== Data provided

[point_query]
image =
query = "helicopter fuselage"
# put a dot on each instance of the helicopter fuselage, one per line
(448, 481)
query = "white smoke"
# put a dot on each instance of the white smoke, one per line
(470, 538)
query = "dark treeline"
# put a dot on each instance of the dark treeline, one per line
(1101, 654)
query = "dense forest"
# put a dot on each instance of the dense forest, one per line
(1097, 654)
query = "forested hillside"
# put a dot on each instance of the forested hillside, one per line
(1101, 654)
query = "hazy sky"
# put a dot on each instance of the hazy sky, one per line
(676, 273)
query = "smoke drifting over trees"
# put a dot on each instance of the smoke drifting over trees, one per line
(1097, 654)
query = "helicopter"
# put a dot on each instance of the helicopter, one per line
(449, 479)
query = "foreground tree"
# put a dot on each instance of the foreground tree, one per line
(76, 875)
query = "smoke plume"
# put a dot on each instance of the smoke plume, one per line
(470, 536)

====

Could all of the entries be retyped word for word?

■ **Answer**
[point_query]
image =
query = "helicopter fuselage"
# put a dot on each instance of the helicopter fuselage, one per line
(448, 481)
query = "white smoke"
# put a dot on each instance of the white smoke, one per line
(470, 538)
query = "dark treeline"
# put a dot on each instance of the dark treeline, one per line
(1101, 654)
query = "dense forest"
# put a dot on each instance of the dense forest, one per line
(1097, 654)
query = "forested hillside"
# put a dot on each instance of the forested hillside, one per line
(1101, 654)
query = "hazy sky"
# put a dot on each instance of the hazy sky, one per line
(676, 273)
query = "smoke drifting over trees"
# put a dot on each instance of the smoke drifting over trees, one per line
(1097, 654)
query = "helicopter"
# put a dot on each instance of the helicopter, one per line
(449, 479)
query = "foreground tree"
# put a dot on each instance of the foreground tree, one per line
(76, 875)
query = "smoke plume"
# put a dot on each instance of the smoke plume, one per line
(470, 536)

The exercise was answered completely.